WHAT THE TASK REQUIRES:
A faithful, complete copy of the entries below is required, with images removed.

DATA UNDER STUDY:
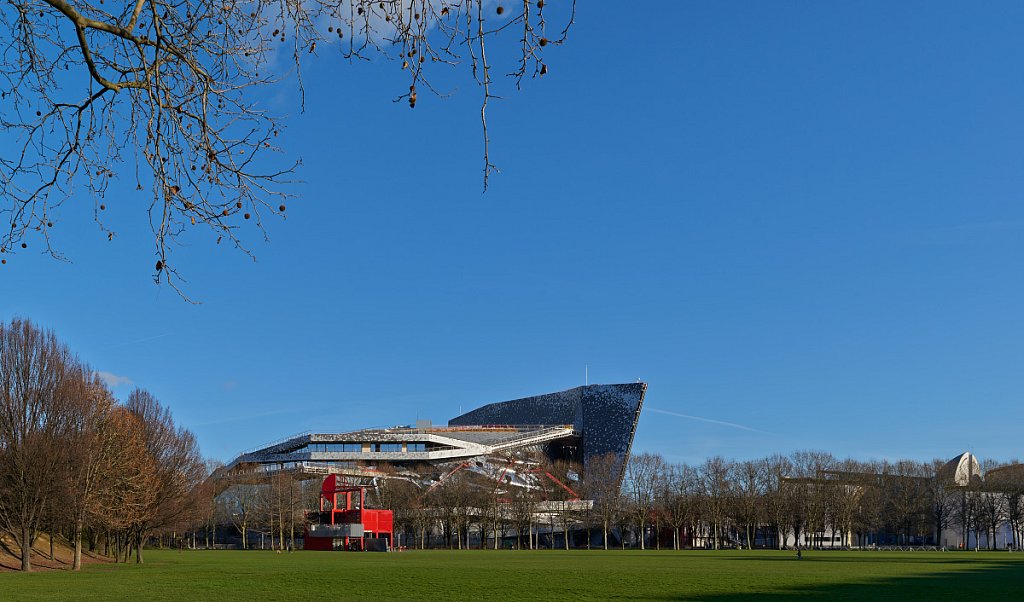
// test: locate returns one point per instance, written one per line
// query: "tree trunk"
(139, 540)
(77, 563)
(26, 549)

SOLVED PROBLEM:
// test: locate returns one point per instance, written one per line
// query: "tree trunk"
(139, 540)
(77, 563)
(26, 549)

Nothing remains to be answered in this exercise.